課題と練習 -
#1 野鳥観察の日記によると、北風の影響を受けない場所で見られたコクガンは何羽ですか。
#2 野鳥観察の日記を、最後の一文の後から書き継ぎなさい。

原文 -
++++++++++

2022年2月28日
今回の日記は先週23日の観察分から。
急速に発達した低気圧の影響により週明けから大荒れの天候となり、この日も依然として風の強い状態が続きました。
雲の流れが早いことで吹雪いたり晴れたりと変わりやすいお天気で、晴れ間を狙って観察ができればと港巡りをしてみることに。
海沿いを進むと冬将軍の力をまざまざと見せつけられ、冬の日本海側ならではの光景が広がっていました。
強い西風を受けて凍りついた植物。
アビ類やウミスズメ類を期待して港巡りをしてみたものの、期待とは裏腹に影も形も見当たりません。
地形によって北風の影響を受けないところではコクガンが8羽見られましたが、上手いこと全ての個体をフレームに収めることは出来ず..
コクガンが採餌をしていた浜辺にはハマシギとシロチドリの群れも。
思ったような成果を上げることができなかった為、それならば小鳥を観察しようと探し回ったところシベリアジュリンを発見。
しかし警戒心が強すぎて近寄れない..
かなり距離を保っているにも関わらず、車の動きに敏感でカメラを構える動作にも反応してしまいます。
この様子から暫く身動きを取ることを止め警戒心が解けるまで待つ作戦に出たところ、遠巻きながら確認できたのは別個体が現れ2羽で採餌をする姿でした。
辛抱強く待ち「そろそろ大丈夫かな?」と車をじわじわ動かすと即座にブッシュへ姿を消したシベリアジュリン。
なんと言う警戒心の強さ..
振り出しに戻されてしまいました。
再び姿を見せるまで寒空の下、窓を全開で待っていると車の直ぐそばへ飛来。

++++++++++

資料 -
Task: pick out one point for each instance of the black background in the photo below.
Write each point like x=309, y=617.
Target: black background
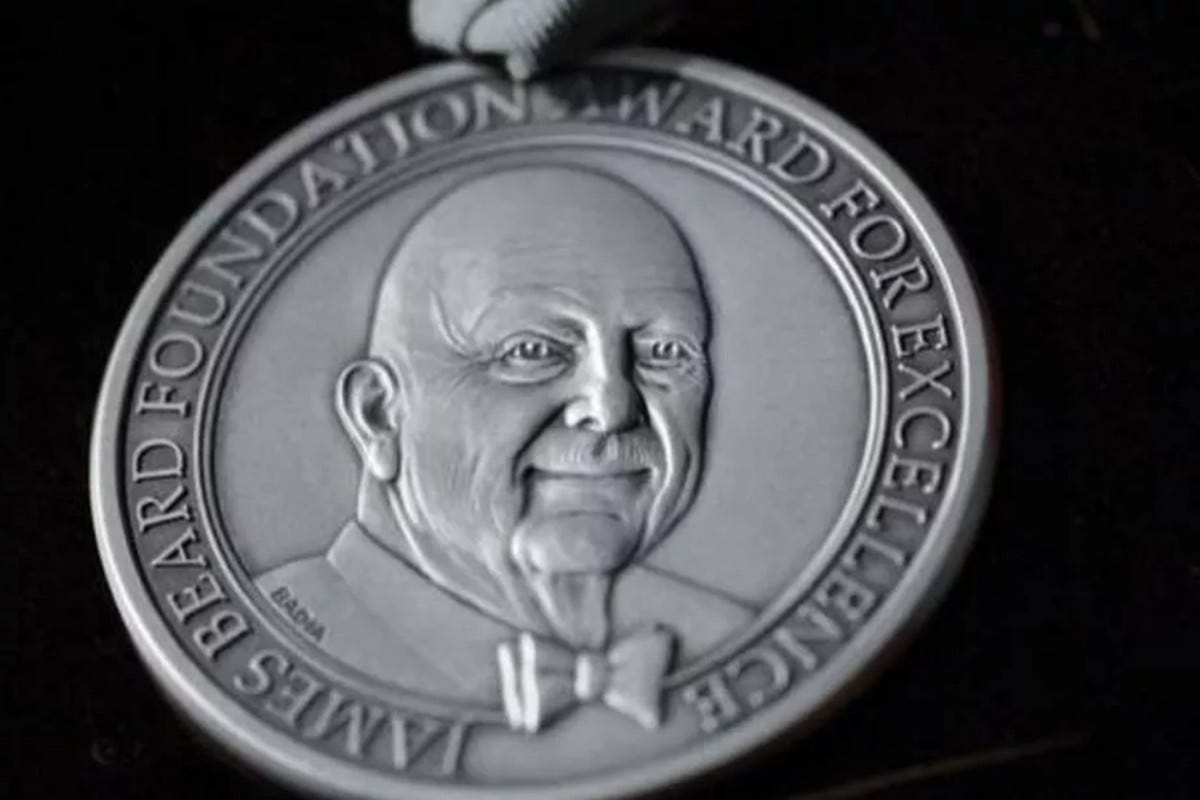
x=1059, y=139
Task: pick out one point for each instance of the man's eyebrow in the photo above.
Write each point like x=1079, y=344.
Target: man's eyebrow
x=507, y=295
x=449, y=332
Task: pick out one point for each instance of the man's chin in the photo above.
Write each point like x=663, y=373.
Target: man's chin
x=569, y=543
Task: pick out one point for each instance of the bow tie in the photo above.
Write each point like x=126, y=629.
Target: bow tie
x=543, y=679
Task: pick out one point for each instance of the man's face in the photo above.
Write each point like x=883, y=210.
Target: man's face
x=555, y=407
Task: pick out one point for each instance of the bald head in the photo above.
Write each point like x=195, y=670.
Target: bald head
x=537, y=386
x=523, y=228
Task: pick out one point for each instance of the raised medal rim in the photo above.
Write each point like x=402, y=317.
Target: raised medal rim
x=863, y=656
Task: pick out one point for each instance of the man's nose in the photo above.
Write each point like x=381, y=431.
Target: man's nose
x=606, y=400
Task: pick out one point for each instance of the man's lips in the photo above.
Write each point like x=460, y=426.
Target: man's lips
x=589, y=471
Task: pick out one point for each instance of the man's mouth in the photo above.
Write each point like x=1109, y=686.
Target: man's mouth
x=587, y=488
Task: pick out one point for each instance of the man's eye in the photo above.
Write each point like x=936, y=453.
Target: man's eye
x=531, y=352
x=664, y=353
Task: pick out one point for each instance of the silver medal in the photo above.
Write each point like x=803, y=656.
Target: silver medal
x=558, y=439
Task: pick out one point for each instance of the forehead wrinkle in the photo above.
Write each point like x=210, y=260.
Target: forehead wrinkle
x=510, y=295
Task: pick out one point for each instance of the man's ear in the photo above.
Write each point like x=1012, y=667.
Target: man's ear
x=366, y=398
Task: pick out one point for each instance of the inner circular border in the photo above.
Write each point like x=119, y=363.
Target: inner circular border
x=910, y=602
x=713, y=166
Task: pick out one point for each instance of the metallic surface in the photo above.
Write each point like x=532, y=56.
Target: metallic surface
x=580, y=564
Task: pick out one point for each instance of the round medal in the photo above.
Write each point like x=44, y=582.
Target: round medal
x=559, y=439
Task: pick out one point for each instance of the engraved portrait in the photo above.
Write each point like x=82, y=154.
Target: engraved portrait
x=528, y=414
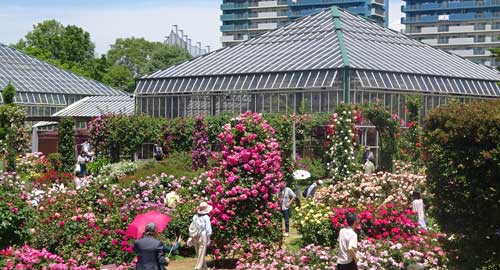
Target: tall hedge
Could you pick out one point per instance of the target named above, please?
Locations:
(462, 143)
(67, 144)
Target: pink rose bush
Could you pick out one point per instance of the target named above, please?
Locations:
(376, 189)
(243, 184)
(30, 258)
(310, 257)
(88, 224)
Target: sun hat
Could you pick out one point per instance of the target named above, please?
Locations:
(204, 208)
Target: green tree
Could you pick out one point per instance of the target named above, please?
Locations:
(52, 40)
(120, 77)
(139, 56)
(67, 143)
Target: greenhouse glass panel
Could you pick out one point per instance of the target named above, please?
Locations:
(295, 80)
(290, 103)
(282, 103)
(211, 83)
(387, 81)
(320, 79)
(303, 80)
(316, 102)
(408, 82)
(225, 83)
(218, 83)
(248, 82)
(312, 79)
(324, 102)
(279, 80)
(286, 80)
(271, 81)
(262, 82)
(256, 81)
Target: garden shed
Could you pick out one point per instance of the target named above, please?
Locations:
(311, 65)
(42, 88)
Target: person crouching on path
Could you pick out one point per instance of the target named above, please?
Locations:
(286, 198)
(348, 244)
(149, 250)
(311, 190)
(200, 231)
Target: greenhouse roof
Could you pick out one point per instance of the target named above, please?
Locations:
(310, 51)
(99, 105)
(39, 82)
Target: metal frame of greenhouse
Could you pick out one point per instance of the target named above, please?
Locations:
(42, 88)
(312, 64)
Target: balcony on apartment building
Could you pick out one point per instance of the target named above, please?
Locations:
(320, 3)
(452, 29)
(429, 6)
(471, 16)
(253, 4)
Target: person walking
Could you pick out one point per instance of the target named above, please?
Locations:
(369, 166)
(82, 162)
(286, 198)
(200, 231)
(311, 190)
(418, 207)
(348, 244)
(150, 251)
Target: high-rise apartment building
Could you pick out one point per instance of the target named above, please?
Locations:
(465, 27)
(243, 19)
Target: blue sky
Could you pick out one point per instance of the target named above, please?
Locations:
(107, 20)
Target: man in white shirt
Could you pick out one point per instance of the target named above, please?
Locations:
(348, 244)
(286, 198)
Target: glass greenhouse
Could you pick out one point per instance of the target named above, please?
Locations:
(42, 88)
(313, 64)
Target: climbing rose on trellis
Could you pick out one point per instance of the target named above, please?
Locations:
(243, 183)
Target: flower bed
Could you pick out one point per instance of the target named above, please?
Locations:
(376, 189)
(308, 258)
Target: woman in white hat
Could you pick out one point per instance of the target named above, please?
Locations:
(200, 231)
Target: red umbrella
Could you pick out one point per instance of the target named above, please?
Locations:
(137, 227)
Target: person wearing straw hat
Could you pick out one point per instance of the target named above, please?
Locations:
(200, 231)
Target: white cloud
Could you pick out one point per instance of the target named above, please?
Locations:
(201, 23)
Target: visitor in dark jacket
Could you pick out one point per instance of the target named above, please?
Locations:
(150, 251)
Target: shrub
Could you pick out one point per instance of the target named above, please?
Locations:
(54, 160)
(200, 151)
(14, 212)
(67, 144)
(243, 185)
(462, 143)
(30, 258)
(119, 170)
(96, 166)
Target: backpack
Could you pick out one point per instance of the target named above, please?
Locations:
(196, 227)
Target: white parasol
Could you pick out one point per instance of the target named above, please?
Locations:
(301, 175)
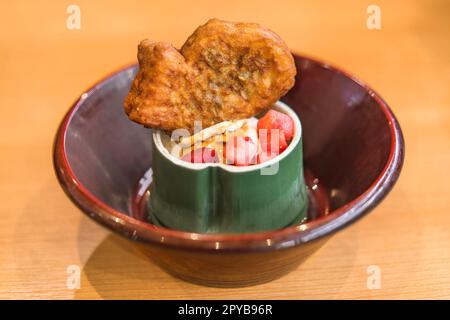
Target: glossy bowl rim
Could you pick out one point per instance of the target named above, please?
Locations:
(156, 136)
(261, 241)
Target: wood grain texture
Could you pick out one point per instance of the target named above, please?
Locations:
(44, 67)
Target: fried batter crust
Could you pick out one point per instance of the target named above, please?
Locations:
(224, 71)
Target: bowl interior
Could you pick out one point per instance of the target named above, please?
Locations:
(347, 136)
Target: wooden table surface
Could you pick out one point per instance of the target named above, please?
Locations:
(44, 67)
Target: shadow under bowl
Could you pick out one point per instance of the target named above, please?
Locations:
(353, 154)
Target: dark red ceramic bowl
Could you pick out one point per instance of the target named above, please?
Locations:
(353, 153)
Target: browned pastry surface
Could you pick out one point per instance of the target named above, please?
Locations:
(224, 71)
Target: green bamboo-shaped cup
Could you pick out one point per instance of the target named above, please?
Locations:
(221, 198)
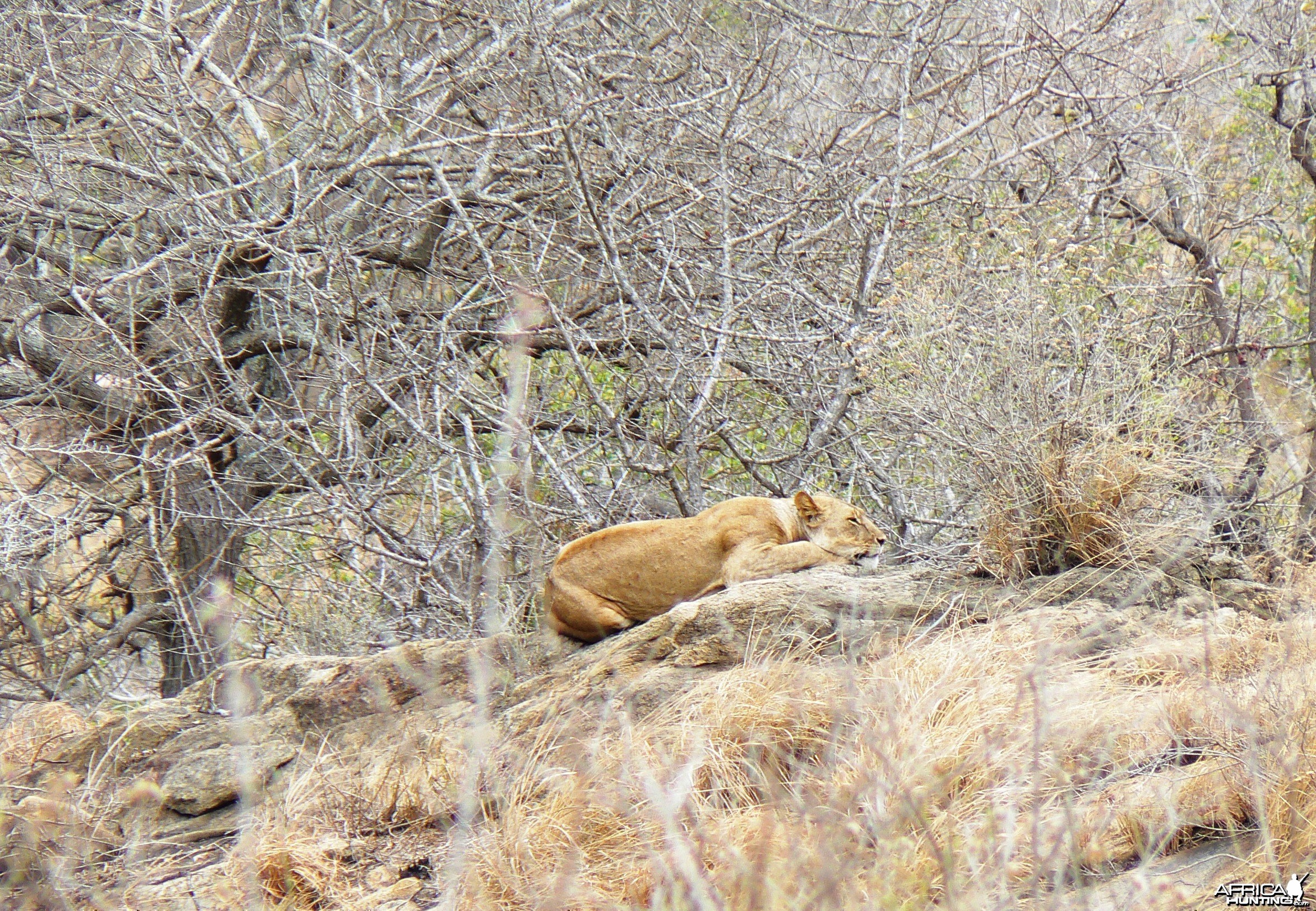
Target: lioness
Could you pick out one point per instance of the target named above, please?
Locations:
(622, 576)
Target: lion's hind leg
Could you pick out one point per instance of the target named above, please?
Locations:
(578, 612)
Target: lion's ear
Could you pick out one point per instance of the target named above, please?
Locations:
(808, 510)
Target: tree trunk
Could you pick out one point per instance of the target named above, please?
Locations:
(195, 628)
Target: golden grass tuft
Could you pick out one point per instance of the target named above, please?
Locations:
(1056, 504)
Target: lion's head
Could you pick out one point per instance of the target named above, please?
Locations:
(839, 527)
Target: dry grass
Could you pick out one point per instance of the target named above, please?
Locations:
(994, 765)
(1053, 504)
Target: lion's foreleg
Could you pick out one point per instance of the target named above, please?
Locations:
(761, 561)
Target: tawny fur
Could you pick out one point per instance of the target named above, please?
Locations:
(622, 576)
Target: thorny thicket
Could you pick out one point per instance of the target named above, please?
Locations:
(326, 321)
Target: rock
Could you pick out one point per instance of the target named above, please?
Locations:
(199, 891)
(219, 776)
(392, 732)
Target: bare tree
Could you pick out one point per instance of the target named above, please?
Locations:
(268, 372)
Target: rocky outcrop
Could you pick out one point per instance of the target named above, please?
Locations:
(189, 771)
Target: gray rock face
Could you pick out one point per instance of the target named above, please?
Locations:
(216, 777)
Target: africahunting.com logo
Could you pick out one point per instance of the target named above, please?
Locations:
(1266, 894)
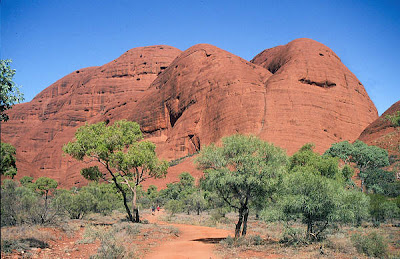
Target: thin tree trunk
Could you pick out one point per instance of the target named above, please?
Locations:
(45, 208)
(128, 211)
(246, 215)
(309, 229)
(134, 205)
(239, 224)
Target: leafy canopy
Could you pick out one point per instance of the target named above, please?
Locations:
(314, 191)
(117, 148)
(363, 155)
(244, 169)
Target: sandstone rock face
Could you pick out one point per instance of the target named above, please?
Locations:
(312, 97)
(206, 93)
(288, 95)
(383, 134)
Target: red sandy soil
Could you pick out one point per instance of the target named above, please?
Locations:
(193, 241)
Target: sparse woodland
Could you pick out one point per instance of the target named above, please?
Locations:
(249, 186)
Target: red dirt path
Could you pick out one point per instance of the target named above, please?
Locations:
(193, 241)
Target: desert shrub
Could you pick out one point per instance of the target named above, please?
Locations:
(293, 237)
(19, 205)
(128, 228)
(76, 204)
(218, 215)
(110, 249)
(372, 244)
(23, 238)
(382, 182)
(394, 118)
(174, 206)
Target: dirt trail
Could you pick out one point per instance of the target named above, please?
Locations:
(193, 241)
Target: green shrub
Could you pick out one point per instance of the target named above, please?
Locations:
(394, 118)
(372, 244)
(294, 237)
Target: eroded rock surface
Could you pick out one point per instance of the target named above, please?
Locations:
(384, 134)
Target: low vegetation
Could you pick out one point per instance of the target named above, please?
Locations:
(272, 202)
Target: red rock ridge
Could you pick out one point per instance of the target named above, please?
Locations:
(382, 132)
(288, 95)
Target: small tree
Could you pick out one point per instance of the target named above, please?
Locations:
(9, 91)
(45, 185)
(365, 157)
(314, 192)
(243, 169)
(7, 160)
(125, 159)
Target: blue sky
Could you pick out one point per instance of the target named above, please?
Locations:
(48, 39)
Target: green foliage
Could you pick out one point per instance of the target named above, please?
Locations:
(245, 169)
(9, 91)
(26, 180)
(382, 209)
(372, 244)
(394, 118)
(294, 237)
(76, 204)
(117, 148)
(91, 173)
(326, 165)
(174, 206)
(20, 205)
(7, 160)
(364, 156)
(46, 184)
(314, 192)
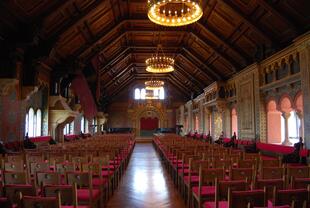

++++++++++

解答 -
#1 8羽です。

#2
葦に掴まりこちらの様子を伺っている場面を撮影しましたが..
まさかのオオジュリン。
とんだ糠喜びです。
間もなく本命のシベリアジュリンが姿を見せたものの、やはり距離を取ろうとする行動にお手上げ。
まともに観察できそうにもなく、私が居ることで採餌に支障があるのならばこの場所に留まるべきではないと判断。
海沿いでの観察は残念な結果に終わってしまったことから気持ちを新たに大潟村へ。
何も見えない..
遮蔽物のない大潟村はホワイトアウトで視界を確保できず立ち往生してしまいました。
この時に予報サイトで今後の天気について調べてみたところ、月末から気温が上がる予報で冬の出口が見えてきたようです。
厳しい冬もあと僅かかと思うと敢えてその光景を記録として残し、逞しく生きる姿を見ておきたいと考えが一変しました。
視界が確保できたところで移動を始めると村の幹線道路から直ぐの池には羽を休めるヒシクイの群れの姿が。
この池でこうした場面を目にしたのは初めて。
こうせざるを得ないほどの状態なのでしょう。
しかしふと疑問に思ったのは「何故結氷した池に集まるのか?」という点。
雪に覆われた田んぼも条件としては同じはず。
寧ろこの場所は車通りも多く落ち着かないような気もしますが、多くのガン・カモ類が結氷した水辺で羽を休めるのは何故なのか。
水が凍るということを理解した上でも尚、水辺が羽を休める場所とする習性からなのでしょうか?
結氷した水辺は捕食者の侵入も容易であることから田んぼでも条件は同じであると考えますが本当に不思議なものです。
水辺ではいつもの彼の姿も見られました。
この日は止まり木と水辺を行ったり来たりしていたようです。
例年であれば少しずつ行動範囲が広くなり故郷へ帰る日が近くなることを感じさせられますが、今季は一体いつ秋田を離れるのか予想がつきません。
大雪の影響がいつまで続くのか気になるところ。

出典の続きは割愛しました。